■ Task description ■
Every line from the line containing "Keypoint placement: for each instance of the chimney, put" through the final line below is to be repeated exactly; no other line is.

■ Data ■
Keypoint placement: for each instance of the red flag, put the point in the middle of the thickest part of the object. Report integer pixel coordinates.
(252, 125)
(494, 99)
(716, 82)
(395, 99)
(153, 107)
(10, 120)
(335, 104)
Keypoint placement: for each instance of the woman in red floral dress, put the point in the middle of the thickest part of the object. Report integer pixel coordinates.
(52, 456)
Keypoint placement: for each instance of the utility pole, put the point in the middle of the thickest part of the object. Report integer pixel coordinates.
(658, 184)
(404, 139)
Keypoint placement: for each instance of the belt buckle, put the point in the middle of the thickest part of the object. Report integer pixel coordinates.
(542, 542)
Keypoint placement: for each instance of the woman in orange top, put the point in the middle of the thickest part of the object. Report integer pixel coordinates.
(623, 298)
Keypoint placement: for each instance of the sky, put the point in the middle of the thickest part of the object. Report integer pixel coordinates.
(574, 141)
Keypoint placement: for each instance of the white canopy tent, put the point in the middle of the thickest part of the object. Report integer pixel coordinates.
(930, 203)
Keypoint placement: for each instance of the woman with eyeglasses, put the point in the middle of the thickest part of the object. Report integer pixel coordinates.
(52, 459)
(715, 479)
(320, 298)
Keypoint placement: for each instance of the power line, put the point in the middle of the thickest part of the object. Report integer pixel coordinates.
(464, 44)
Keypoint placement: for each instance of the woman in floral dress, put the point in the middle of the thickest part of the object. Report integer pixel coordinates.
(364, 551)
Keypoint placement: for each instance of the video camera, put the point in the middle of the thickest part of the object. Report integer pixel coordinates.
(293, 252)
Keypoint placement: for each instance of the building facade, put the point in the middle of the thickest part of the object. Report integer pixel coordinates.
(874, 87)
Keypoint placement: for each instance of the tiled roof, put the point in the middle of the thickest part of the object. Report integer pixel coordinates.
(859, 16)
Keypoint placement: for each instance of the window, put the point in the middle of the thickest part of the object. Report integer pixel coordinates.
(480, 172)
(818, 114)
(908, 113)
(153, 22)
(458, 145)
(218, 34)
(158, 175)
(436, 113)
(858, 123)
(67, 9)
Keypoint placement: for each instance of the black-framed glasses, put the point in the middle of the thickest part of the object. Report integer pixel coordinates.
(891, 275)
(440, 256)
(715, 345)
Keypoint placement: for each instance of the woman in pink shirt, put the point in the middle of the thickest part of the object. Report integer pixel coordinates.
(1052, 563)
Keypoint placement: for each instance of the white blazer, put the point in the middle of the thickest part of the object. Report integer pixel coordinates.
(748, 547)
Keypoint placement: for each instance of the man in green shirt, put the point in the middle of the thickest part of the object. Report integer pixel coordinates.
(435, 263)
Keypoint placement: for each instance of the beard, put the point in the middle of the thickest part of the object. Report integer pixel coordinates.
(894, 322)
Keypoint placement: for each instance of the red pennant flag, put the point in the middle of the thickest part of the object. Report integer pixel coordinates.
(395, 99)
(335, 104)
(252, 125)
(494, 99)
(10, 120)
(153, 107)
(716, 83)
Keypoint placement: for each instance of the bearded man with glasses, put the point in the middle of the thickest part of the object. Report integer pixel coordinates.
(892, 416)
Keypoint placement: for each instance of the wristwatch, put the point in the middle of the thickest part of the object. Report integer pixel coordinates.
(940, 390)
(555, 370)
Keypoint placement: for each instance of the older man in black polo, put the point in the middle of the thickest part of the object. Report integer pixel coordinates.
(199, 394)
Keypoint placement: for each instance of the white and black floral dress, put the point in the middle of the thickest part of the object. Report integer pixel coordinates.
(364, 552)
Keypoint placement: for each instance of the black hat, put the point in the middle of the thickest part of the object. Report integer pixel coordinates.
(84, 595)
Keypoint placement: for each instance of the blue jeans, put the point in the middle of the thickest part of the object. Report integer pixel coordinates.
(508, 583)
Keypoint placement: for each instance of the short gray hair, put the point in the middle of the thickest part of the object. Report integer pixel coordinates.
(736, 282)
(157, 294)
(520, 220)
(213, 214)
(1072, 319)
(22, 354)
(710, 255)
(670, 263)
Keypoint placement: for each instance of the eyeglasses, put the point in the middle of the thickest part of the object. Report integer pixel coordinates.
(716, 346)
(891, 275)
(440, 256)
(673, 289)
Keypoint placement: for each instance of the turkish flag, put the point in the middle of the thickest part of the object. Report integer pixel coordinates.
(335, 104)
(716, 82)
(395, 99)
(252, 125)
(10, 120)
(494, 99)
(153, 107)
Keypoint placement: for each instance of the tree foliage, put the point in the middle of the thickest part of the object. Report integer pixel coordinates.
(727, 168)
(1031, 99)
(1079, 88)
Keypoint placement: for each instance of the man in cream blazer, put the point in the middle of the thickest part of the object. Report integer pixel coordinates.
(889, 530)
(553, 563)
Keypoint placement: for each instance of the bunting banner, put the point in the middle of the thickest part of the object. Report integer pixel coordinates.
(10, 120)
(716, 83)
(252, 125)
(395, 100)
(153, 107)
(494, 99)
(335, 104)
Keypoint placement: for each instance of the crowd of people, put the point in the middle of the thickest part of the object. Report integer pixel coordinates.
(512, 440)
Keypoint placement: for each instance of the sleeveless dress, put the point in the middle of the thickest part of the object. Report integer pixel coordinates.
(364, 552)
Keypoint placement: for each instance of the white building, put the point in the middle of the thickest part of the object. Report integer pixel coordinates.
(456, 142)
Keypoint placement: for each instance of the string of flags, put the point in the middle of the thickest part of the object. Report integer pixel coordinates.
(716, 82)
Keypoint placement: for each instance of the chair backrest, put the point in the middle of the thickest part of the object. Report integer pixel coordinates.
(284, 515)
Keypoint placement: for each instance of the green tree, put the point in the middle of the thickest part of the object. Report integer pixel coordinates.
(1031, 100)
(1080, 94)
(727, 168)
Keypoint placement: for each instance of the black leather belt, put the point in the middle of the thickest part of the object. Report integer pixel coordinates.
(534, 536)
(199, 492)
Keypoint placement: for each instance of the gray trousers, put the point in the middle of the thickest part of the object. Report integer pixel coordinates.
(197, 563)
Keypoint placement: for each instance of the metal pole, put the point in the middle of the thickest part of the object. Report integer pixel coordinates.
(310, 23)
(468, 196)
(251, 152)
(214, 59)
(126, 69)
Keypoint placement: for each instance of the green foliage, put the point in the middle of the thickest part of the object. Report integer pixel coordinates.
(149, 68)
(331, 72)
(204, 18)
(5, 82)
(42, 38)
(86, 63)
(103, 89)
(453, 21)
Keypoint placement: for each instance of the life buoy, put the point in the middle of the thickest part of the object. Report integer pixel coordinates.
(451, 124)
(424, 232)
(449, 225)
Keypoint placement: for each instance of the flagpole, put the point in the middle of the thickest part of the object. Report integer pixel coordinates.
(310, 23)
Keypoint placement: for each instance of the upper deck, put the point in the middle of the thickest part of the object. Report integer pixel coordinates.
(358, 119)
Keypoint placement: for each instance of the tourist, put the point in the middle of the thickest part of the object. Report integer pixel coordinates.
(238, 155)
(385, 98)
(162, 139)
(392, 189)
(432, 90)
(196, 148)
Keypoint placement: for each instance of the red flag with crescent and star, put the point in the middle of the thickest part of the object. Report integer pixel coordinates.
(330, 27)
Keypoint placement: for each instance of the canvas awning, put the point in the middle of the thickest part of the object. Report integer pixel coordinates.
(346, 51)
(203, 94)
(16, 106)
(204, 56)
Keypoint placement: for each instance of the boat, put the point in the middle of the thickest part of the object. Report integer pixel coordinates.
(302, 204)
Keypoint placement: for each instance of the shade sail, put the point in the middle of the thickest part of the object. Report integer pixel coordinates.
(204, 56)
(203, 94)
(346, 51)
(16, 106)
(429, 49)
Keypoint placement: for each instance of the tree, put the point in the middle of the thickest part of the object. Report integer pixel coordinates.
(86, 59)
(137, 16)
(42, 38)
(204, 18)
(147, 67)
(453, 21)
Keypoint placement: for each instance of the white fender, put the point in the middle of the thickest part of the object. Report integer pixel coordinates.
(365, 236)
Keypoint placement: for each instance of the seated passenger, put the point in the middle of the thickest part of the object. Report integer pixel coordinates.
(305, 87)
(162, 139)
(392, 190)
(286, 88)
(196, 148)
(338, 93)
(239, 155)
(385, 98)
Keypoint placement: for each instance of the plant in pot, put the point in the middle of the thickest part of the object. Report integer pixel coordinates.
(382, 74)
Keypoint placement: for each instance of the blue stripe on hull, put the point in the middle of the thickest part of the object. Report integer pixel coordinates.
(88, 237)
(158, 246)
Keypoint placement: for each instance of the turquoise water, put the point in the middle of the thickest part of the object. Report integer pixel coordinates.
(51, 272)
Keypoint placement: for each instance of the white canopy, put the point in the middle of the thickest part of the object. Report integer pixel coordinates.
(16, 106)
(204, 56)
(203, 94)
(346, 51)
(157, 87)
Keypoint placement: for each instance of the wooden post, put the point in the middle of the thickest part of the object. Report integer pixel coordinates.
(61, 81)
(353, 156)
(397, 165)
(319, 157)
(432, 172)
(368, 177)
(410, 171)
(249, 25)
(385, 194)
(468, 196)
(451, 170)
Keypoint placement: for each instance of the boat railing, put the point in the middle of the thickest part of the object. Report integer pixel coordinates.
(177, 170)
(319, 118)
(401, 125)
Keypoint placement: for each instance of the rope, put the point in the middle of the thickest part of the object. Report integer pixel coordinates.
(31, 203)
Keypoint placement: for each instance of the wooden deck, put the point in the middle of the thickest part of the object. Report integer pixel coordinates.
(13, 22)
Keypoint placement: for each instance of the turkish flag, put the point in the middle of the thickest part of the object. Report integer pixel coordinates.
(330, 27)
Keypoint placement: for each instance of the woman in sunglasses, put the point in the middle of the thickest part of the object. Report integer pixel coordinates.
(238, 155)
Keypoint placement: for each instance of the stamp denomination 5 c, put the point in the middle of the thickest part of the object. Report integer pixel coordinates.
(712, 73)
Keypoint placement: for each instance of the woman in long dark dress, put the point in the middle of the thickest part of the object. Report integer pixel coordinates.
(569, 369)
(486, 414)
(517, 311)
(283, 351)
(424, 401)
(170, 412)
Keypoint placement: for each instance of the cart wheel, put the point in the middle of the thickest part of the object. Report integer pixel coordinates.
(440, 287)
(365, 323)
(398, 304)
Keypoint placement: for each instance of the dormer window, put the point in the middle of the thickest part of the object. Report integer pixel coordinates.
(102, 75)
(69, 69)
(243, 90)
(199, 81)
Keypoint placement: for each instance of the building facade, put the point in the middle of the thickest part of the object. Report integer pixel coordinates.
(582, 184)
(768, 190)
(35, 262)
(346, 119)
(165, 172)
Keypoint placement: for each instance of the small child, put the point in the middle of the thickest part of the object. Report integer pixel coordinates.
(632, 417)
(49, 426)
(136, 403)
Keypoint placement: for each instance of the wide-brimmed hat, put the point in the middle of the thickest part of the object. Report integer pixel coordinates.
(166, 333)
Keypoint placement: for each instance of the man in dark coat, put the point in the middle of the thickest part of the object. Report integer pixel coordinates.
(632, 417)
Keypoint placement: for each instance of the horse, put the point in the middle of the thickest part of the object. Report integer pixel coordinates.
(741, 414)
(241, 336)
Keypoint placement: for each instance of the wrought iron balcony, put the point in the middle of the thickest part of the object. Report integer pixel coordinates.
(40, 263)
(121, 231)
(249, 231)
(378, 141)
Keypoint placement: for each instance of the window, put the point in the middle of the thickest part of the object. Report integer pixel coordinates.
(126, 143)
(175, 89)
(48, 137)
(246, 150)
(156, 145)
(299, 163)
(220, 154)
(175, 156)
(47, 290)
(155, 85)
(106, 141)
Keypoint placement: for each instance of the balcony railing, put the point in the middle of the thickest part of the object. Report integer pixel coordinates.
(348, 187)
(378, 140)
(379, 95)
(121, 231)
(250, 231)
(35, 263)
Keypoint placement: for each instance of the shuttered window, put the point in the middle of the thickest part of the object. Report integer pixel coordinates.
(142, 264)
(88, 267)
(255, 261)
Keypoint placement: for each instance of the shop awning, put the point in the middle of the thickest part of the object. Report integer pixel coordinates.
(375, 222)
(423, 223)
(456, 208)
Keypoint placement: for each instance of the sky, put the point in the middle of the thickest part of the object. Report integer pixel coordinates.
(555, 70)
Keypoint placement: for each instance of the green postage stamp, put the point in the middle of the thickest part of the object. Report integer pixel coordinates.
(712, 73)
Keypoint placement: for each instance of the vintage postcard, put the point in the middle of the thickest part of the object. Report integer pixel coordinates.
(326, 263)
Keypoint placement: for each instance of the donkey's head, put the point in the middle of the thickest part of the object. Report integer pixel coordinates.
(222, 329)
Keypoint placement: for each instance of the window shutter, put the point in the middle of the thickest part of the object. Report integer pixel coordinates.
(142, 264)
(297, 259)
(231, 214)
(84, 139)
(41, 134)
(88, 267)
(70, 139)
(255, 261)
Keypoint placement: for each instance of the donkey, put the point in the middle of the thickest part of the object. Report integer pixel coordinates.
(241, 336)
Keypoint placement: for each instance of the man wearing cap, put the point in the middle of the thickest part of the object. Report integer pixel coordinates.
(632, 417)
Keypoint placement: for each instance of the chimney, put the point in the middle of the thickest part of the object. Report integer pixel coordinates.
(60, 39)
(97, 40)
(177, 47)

■ Output ■
Keypoint placement: for each instance of the chimney, put the point in the middle of the thickest part of the object. Report integer pixel coordinates.
(60, 39)
(97, 40)
(177, 47)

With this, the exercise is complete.